### Provided text
§ §
# WHER25 RO filter, needs changed already???



## blancolighter (Mar 18, 2009)

Well, I know I've seen a few of you guys on here using this RO filter, so I pose this question, do you have to change out your pre and post filters more often than the owners manual says you'll need due to the large amounts of water we use when MJ gardening? My city water is pretty hard, with a PH of about 8.4, so I know the filters have some work to do. I think I've had em goin for about 2 months, but now its takin about a day to filter a gallon and a half of water. So anyone else out there have any experience with the longevity of these filters when used at a high volume rate???


----------



## King Bud (Mar 18, 2009)

> its takin about a day to filter a gallon and a half of water


You must have that thing running 24/7 :huh:

I think you need a bigger filter.

When I bought mine, I was told that the ppm would rise when I needed to replace the filters. Though, thinking about it now, I can imagine the flow rate slowing down first.
§ §
Object position labeling entries
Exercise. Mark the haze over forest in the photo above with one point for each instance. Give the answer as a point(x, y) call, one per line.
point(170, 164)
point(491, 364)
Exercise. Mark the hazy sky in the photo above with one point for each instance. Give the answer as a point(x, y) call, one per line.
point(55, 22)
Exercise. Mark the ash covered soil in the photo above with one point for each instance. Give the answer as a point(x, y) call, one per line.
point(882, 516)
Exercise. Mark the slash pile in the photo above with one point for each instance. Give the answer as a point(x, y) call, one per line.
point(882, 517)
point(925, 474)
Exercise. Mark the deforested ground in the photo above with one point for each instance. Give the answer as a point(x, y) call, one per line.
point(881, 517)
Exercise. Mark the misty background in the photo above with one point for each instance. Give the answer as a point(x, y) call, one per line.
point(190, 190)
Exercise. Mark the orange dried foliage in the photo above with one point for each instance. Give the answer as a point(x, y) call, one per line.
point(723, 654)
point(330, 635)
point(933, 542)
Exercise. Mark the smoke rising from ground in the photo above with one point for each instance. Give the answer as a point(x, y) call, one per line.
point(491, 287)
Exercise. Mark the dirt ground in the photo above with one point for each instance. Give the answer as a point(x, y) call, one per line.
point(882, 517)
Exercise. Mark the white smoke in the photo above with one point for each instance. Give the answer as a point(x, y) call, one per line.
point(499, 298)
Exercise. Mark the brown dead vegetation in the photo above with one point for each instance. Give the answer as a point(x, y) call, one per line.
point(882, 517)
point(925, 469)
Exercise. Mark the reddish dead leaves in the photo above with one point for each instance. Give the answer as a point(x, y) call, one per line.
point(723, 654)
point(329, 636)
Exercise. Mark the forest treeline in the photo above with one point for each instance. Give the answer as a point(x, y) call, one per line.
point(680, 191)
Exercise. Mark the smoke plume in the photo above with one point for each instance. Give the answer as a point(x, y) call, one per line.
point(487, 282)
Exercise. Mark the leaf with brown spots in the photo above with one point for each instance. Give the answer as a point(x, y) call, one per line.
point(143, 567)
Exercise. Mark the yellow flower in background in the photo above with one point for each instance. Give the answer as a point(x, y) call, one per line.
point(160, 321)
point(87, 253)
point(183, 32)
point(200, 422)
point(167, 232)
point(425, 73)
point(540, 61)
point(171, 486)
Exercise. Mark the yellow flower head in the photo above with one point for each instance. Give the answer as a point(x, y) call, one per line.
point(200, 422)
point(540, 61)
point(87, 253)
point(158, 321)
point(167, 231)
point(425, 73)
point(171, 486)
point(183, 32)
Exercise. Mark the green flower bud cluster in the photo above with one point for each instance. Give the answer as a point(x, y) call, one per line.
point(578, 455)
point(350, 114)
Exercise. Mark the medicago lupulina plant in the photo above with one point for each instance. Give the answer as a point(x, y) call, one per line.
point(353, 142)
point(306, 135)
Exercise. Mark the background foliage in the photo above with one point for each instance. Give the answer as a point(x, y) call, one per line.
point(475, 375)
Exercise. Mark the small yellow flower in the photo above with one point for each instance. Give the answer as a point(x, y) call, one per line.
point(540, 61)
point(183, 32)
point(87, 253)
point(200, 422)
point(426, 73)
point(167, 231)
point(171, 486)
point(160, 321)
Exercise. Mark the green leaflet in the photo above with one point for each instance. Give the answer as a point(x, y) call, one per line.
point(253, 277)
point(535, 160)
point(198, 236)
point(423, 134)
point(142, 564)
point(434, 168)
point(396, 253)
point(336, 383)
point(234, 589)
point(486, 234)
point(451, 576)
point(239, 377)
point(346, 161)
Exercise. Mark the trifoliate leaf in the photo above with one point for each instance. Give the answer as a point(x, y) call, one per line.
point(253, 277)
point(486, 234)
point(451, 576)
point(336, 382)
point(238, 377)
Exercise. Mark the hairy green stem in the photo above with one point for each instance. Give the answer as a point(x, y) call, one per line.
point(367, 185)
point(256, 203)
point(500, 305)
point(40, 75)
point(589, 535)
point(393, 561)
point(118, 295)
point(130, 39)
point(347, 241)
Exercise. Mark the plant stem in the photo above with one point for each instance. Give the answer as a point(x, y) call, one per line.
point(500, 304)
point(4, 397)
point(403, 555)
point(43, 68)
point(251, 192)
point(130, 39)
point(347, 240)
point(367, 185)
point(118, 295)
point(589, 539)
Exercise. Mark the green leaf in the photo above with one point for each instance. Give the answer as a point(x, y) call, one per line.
§ §
### Work to complete
[1] Answer these questions about the RO filter thread:
(a) What pH does blancolighter report for the city water?
(b) About how long does blancolighter think the filters have been running?
(c) What did King Bud hear would indicate that the filters needed replacing?
[2] Please carry on the RO filter thread from the end of King Bud's post.

### Responses
[1]
(a) About 8.4.
(b) About 2 months.
(c) That the ppm would rise.

[2]
Also, my filter was rated for "X months", and it was also rated for "X gallons". Maybe you could check with the manufacturer to see if your 2months exceeded it's lifespan.

:confused2:

Goodluck


----------



## King Bud (Mar 18, 2009)

A quick google  : hxxp://www.allaboutrowater.com/app/ccategory/RO_Comparison_Chart

Wher25 is supposed to filter *22 gallons* per day. Something is definitely wrong. 

I'd check the incoming water line for sediment. Otherwise, I think you're right about the filter change.


----------



## blancolighter (Mar 18, 2009)

Alright, thanks man, I was hoping someone would say something that would stop me from having to get my plumbing toolbox out, alas, seems I'm in for a project tonite :doh:


----------



## blancolighter (Mar 18, 2009)

Well water pressure is fine, no clogs in the filters flow control, storage bag pressure is fine, and I'm outta things to check, so I'm off to buy replacement filters and see if that fixes the problem. If they do, shoot, I'm glad I'm filtering this water cause apparently is clear mud...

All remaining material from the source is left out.